**TEXT PASSAGE:**
Means for Solving the Problems
[0013] In order to solve the above problems, a solar cell module of
the present invention is a solar cell module having a configuration
in which at least one module support member is bonded with an
adhesive to a back face protective sheet of a solar cell module
main body in which a surface substrate, a solar cell, a sealing
material, and the back face protective sheet are laminated in
sequence one above another, wherein a corner portion formed by a
face of the module support member that faces the back face
protective sheet and each side face of the module support member is
formed in a cut-out shape.
[0014] Also, in the solar cell module of the present invention, a
corner portion formed by a face of the module support member that
faces the back face protective sheet and two adjacent side faces of
the module support member is formed in a cut-out shape.
[0015] Here, the shape of the module support member may be an H
shape or an I shape. The cut-out shape of the corner portion may be
a chamfered shape such as an R-chamfered or C-chamfered shape, or a
stepped shape.
[0016] Specifically, if the corner portion formed by the face
(bottom face) of the module support member that faces the back face
protective sheet and each side face of the module support member is
formed in a chamfered shape, the corner portion has no
sharp-pointed part. This improves insulation between the module
support member and a metal layer (Al layer) of the back face
protective sheet. In the case where the corner portion is formed in
a stepped shape, although a sharp-pointed part remains, that part
is located away from the back face protective sheet. Increasing the
distance between a sharp-pointed part and the back face protective
sheet in this way improves insulation between the module support
member and the metal layer (Al layer) of the back face protective
sheet.

**ENTRIES PROVIDED:**
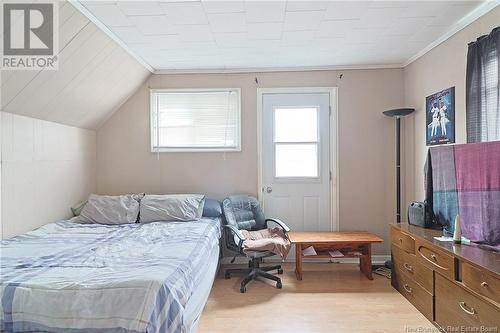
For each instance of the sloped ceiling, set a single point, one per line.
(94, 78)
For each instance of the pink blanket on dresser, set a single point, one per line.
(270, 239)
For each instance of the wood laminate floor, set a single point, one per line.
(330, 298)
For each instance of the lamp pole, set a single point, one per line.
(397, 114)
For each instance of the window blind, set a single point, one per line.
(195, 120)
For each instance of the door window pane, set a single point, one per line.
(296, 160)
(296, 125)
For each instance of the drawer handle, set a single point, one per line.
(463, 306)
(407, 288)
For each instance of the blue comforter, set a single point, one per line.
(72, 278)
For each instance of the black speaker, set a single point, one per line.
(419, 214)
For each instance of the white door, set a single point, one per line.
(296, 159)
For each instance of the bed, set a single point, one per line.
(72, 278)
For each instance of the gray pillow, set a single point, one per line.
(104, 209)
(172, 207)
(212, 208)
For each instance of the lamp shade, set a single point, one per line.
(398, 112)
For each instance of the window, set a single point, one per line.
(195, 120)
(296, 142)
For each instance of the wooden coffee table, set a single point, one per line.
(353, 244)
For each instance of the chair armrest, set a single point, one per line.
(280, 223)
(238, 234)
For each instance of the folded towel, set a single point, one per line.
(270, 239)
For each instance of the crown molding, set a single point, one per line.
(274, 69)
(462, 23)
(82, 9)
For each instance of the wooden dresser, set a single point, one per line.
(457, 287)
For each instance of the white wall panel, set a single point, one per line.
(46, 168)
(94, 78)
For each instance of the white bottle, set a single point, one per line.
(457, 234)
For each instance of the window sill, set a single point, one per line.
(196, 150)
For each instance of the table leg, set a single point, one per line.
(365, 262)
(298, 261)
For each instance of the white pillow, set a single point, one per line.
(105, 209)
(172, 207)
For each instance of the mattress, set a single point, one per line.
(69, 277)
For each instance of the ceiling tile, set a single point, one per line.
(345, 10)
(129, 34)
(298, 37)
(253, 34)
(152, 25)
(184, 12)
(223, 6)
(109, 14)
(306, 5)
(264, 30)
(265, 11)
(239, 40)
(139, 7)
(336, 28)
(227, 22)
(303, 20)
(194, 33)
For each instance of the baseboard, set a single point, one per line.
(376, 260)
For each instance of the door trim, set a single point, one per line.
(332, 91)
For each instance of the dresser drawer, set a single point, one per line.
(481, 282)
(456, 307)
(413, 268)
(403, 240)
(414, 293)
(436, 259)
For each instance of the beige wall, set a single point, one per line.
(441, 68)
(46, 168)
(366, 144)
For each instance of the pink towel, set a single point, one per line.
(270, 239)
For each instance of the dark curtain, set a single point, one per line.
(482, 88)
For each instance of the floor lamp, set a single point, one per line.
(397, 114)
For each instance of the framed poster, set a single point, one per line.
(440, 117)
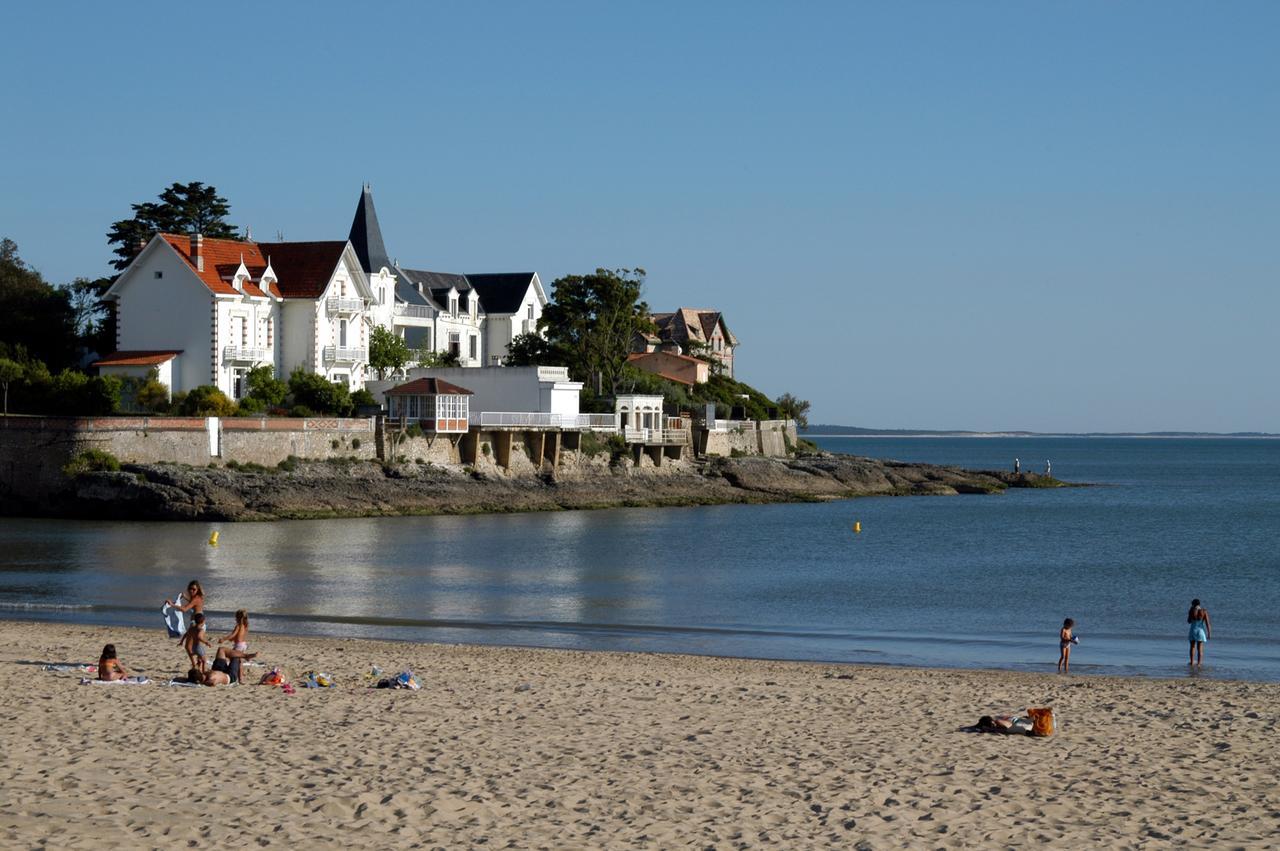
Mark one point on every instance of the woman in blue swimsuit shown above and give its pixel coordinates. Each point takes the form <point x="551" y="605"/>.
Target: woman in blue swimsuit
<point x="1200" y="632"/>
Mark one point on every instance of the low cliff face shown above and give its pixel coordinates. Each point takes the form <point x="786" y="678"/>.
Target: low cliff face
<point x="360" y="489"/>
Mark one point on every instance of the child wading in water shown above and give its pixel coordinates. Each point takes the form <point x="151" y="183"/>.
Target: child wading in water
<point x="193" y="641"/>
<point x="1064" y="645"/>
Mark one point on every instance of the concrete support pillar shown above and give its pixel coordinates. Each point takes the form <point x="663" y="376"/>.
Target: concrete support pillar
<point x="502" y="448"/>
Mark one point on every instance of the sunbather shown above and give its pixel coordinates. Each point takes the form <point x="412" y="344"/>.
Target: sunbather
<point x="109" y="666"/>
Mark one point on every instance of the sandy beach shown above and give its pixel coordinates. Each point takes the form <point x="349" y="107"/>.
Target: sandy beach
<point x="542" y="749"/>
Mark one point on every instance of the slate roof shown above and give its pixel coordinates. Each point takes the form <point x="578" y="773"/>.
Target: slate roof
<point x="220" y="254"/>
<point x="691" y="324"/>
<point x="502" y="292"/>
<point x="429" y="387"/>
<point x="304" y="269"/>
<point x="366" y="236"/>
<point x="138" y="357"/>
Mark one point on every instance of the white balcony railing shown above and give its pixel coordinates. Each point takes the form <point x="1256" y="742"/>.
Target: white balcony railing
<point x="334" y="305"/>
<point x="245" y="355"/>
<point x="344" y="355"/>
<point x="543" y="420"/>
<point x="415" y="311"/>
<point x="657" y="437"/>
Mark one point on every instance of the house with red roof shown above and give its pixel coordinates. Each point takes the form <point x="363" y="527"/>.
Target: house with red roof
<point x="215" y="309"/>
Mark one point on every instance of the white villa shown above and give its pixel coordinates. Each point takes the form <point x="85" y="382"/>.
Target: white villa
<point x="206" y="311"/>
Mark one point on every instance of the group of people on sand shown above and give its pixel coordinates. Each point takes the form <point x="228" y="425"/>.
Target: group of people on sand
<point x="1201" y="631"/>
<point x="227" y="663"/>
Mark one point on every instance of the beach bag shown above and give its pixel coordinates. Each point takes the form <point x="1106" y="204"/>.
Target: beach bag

---

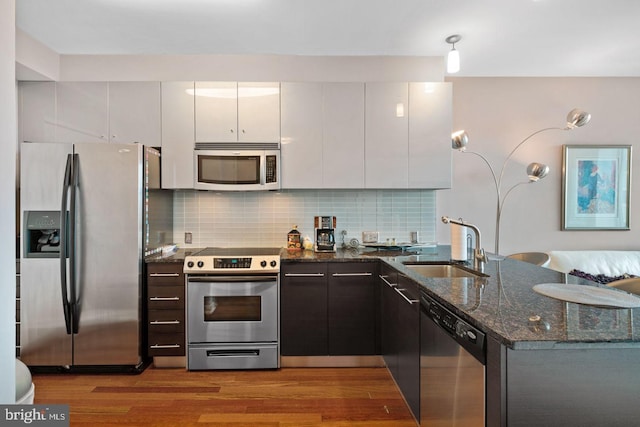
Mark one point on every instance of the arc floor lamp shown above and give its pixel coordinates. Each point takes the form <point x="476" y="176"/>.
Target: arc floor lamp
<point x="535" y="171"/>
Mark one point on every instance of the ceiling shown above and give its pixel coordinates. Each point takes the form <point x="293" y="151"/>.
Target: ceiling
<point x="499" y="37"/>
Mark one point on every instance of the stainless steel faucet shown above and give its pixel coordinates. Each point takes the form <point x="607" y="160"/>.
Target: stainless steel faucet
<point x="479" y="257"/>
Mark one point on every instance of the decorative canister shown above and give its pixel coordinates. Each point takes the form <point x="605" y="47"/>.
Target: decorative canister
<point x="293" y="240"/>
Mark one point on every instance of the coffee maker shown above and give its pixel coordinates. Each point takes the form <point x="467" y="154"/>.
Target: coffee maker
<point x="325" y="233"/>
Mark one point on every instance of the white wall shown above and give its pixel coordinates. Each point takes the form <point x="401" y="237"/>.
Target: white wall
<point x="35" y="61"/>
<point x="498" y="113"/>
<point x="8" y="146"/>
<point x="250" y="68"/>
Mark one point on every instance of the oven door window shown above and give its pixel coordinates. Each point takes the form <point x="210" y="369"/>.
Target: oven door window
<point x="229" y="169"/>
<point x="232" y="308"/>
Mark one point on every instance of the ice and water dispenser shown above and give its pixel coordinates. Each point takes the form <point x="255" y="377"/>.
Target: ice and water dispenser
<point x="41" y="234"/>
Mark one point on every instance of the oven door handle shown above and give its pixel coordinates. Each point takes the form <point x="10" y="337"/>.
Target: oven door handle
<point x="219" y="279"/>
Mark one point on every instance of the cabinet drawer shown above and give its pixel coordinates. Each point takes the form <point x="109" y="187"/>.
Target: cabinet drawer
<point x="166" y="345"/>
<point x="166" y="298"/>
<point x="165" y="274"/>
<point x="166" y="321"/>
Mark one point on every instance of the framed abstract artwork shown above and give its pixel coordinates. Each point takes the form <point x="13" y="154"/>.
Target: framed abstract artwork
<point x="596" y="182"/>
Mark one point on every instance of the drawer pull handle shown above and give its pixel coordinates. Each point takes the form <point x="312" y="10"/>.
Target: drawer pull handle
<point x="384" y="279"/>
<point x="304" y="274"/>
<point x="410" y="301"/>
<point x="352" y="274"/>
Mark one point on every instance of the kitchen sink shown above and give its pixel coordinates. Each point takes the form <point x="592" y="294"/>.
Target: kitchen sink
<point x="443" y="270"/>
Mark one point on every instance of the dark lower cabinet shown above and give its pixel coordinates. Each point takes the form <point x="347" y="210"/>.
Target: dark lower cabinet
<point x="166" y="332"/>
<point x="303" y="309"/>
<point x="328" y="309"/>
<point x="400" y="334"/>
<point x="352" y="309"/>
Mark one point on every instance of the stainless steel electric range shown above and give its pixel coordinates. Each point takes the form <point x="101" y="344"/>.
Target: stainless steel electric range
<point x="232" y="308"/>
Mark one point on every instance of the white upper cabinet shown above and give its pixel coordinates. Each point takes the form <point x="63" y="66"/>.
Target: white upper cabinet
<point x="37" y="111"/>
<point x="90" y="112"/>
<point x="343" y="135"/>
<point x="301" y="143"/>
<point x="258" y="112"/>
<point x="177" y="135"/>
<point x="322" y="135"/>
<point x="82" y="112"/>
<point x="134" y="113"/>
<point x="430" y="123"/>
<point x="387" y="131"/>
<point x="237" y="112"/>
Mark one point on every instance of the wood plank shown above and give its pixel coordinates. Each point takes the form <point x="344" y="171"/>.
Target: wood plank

**WHAT YOU NEED TO DO:**
In the solar cell module passage, from "[0015] Here, the" to "stepped shape.", rename "I shape" as "T shape" and write out that stretch in full. The material above is unrelated to the solar cell module passage.

**TASK ANSWER:**
[0015] Here, the shape of the module support member may be an H
shape or an T shape. The cut-out shape of the corner portion may be
a chamfered shape such as an R-chamfered or C-chamfered shape, or a
stepped shape.